## Exercise
Give the records back in full, exactly as they read.
## start
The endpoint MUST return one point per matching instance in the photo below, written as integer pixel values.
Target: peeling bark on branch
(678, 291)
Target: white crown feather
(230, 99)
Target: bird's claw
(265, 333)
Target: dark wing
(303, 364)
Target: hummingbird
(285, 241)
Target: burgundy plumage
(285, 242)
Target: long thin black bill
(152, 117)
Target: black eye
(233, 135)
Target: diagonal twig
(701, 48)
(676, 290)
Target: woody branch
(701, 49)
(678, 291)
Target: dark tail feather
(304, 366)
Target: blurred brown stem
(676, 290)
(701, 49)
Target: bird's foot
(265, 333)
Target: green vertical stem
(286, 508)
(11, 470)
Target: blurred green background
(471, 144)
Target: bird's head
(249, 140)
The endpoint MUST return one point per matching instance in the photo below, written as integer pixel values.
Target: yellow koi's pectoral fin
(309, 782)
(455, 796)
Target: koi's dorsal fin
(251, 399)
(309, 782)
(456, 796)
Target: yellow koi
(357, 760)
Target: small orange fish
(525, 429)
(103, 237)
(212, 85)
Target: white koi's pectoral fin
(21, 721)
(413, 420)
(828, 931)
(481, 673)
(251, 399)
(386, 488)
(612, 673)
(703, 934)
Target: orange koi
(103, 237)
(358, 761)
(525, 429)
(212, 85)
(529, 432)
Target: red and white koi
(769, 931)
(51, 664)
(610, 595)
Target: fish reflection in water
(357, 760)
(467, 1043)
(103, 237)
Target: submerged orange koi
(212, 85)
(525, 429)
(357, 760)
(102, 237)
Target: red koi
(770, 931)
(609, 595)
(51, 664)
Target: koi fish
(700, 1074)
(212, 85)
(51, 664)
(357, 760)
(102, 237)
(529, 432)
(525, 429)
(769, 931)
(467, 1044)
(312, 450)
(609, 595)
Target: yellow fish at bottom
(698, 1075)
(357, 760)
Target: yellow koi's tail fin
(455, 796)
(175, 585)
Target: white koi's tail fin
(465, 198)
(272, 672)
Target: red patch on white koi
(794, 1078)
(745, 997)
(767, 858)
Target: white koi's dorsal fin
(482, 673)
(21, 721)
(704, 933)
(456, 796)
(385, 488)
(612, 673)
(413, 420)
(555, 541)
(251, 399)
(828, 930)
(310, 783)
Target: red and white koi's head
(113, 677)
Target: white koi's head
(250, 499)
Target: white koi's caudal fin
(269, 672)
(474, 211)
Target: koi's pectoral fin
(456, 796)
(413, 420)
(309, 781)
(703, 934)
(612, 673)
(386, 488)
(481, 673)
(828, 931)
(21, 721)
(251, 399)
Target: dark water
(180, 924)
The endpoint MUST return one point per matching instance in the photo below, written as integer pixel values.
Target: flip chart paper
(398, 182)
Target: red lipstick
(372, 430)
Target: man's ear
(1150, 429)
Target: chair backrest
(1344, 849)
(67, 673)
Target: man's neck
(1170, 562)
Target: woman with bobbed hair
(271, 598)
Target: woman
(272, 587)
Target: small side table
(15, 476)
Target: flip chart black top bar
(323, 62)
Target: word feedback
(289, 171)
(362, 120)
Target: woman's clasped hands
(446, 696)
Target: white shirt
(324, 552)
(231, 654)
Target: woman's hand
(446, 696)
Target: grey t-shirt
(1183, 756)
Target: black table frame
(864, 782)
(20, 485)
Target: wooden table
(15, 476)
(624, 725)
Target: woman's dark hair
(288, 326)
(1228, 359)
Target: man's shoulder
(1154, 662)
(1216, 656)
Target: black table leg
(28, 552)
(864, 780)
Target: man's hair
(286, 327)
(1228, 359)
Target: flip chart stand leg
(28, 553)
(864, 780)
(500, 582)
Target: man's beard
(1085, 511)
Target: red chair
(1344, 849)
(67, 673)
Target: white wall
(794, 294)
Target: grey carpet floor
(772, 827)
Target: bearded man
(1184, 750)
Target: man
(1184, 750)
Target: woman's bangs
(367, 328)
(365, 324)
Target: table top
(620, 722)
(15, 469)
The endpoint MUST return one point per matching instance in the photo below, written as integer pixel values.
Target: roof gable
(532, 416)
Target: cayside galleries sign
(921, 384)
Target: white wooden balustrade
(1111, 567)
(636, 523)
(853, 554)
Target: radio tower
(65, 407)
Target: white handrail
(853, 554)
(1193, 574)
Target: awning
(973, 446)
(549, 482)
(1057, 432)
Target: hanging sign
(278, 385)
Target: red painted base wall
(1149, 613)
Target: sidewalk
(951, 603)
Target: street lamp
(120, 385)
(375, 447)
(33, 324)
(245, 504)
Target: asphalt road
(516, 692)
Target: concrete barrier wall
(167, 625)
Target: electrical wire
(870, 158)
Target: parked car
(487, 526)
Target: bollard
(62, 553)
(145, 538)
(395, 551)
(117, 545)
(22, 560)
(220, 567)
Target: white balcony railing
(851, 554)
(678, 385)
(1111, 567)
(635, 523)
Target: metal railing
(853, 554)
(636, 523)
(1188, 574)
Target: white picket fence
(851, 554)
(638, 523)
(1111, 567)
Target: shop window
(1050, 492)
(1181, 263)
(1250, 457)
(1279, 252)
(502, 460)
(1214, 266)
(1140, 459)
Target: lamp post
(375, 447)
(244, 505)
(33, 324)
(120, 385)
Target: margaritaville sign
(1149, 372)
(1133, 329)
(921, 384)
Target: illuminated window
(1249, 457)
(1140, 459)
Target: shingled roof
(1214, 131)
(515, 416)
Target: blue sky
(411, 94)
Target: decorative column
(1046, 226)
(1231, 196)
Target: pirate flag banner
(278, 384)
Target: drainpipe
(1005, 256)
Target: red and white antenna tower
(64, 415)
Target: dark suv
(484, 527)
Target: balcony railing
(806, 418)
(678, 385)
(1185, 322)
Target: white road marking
## end
## Task result
The endpoint MUST return one point per matching instance in the photo below, written as integer pixel values.
Target: peeling bark on branch
(678, 291)
Target: white crown feather
(230, 99)
Target: bird's claw
(265, 333)
Target: dark wing
(303, 364)
Target: hummingbird
(285, 241)
Target: burgundy plumage
(285, 242)
Target: long thin black bill
(152, 117)
Target: black eye
(233, 135)
Target: diagonal twig
(701, 48)
(676, 290)
Target: woody branch
(701, 49)
(678, 291)
Target: dark tail feather
(304, 366)
Target: blurred brown stem
(676, 290)
(701, 49)
Target: bird's foot
(265, 333)
Target: green vertical stem
(286, 508)
(11, 470)
Target: blurred green background
(471, 144)
Target: bird's head
(249, 140)
The endpoint MUST return one point per matching instance in the photo below, written as integer pixel values.
Target: yellow koi's pectoral fin
(309, 782)
(455, 796)
Target: koi's dorsal fin
(251, 399)
(309, 782)
(456, 796)
Target: yellow koi
(357, 760)
Target: small orange fish
(525, 429)
(103, 237)
(212, 85)
Target: white koi's pectoral fin
(21, 721)
(413, 420)
(828, 931)
(481, 673)
(251, 399)
(386, 488)
(612, 673)
(703, 934)
Target: orange koi
(103, 237)
(358, 761)
(525, 429)
(212, 85)
(529, 432)
Target: red and white koi
(769, 931)
(51, 664)
(610, 595)
Target: fish reflection in water
(357, 760)
(467, 1043)
(103, 237)
Target: submerged orange koi
(212, 85)
(525, 429)
(357, 760)
(102, 237)
Target: red koi
(770, 931)
(609, 595)
(51, 664)
Target: koi fish
(700, 1074)
(212, 85)
(51, 664)
(357, 760)
(102, 237)
(529, 432)
(525, 429)
(769, 931)
(467, 1044)
(312, 450)
(609, 595)
Target: yellow fish at bottom
(698, 1075)
(357, 760)
Target: yellow koi's tail fin
(455, 796)
(175, 585)
Target: white koi's tail fin
(465, 198)
(272, 672)
Target: red patch on white koi
(794, 1078)
(745, 997)
(767, 858)
Target: white koi's dorsal fin
(482, 673)
(21, 721)
(704, 933)
(456, 796)
(385, 488)
(612, 673)
(413, 420)
(555, 541)
(251, 399)
(828, 930)
(310, 783)
Target: red and white koi's head
(113, 677)
Target: white koi's head
(250, 499)
Target: white koi's caudal fin
(269, 672)
(474, 211)
Target: koi's pectoral fin
(456, 796)
(413, 420)
(309, 781)
(703, 934)
(612, 673)
(386, 488)
(481, 673)
(828, 931)
(21, 721)
(251, 399)
Target: dark water
(180, 924)
The endpoint MUST return one point per matching instance in the photo below, written as integer pixel values.
Target: flip chart paper
(398, 182)
Target: red lipstick
(372, 430)
Target: man's ear
(1150, 429)
Target: chair backrest
(1344, 849)
(67, 673)
Target: man's neck
(1170, 562)
Target: woman with bobbed hair
(271, 598)
Target: woman
(272, 587)
Target: small side table
(15, 476)
Target: flip chart black top bar
(323, 62)
Target: word feedback
(289, 171)
(362, 120)
Target: woman's clasped hands
(446, 696)
Target: white shirt
(324, 552)
(231, 654)
Target: woman's hand
(446, 696)
Target: grey t-shirt
(1183, 756)
Target: black table frame
(864, 782)
(20, 485)
Target: wooden table
(15, 476)
(624, 725)
Target: woman's dark hair
(288, 326)
(1228, 359)
Target: man's shoulder
(1154, 662)
(1216, 656)
Target: black table leg
(28, 552)
(864, 780)
Target: man's hair
(286, 327)
(1228, 359)
Target: flip chart stand leg
(28, 553)
(864, 780)
(500, 582)
Target: man's beard
(1085, 511)
Target: red chair
(1344, 849)
(67, 673)
Target: white wall
(794, 294)
Target: grey carpet floor
(772, 827)
Target: bearded man
(1184, 750)
Target: man
(1184, 750)
Target: woman's bangs
(367, 328)
(365, 324)
Target: table top
(620, 722)
(15, 469)
The endpoint MUST return one point per matching instance in the photo below, written as integer pixel values.
Target: roof gable
(532, 416)
Target: cayside galleries sign
(921, 384)
Target: white wooden balustrade
(1111, 567)
(636, 523)
(853, 554)
Target: radio tower
(65, 407)
Target: white handrail
(853, 554)
(1193, 574)
Target: awning
(973, 446)
(549, 482)
(1057, 432)
Target: hanging sign
(278, 385)
Target: red painted base wall
(1149, 613)
Target: sidewalk
(951, 603)
Target: street lamp
(120, 385)
(375, 447)
(33, 324)
(245, 504)
Target: asphalt road
(516, 692)
Target: concrete barrier wall
(167, 625)
Target: electrical wire
(870, 158)
Target: parked car
(487, 526)
Target: bollard
(62, 553)
(145, 538)
(395, 551)
(117, 545)
(22, 560)
(220, 567)
Target: white balcony railing
(851, 554)
(678, 385)
(1111, 567)
(635, 523)
Target: metal railing
(853, 554)
(636, 523)
(1188, 574)
Target: white picket fence
(851, 554)
(638, 523)
(1111, 567)
Target: shop window
(1050, 492)
(1181, 263)
(1250, 457)
(1279, 252)
(502, 460)
(1214, 266)
(1140, 459)
Target: lamp post
(375, 447)
(244, 505)
(33, 324)
(120, 385)
Target: margaritaville sign
(1149, 372)
(1133, 329)
(921, 384)
Target: illuminated window
(1249, 457)
(1140, 459)
Target: shingled roof
(1214, 131)
(515, 416)
Target: blue sky
(411, 94)
Target: decorative column
(1046, 226)
(1231, 196)
Target: pirate flag banner
(278, 384)
Target: drainpipe
(1005, 256)
Target: red and white antenna tower
(64, 415)
Target: dark suv
(484, 527)
Target: balcony railing
(806, 418)
(678, 385)
(1185, 322)
Target: white road marking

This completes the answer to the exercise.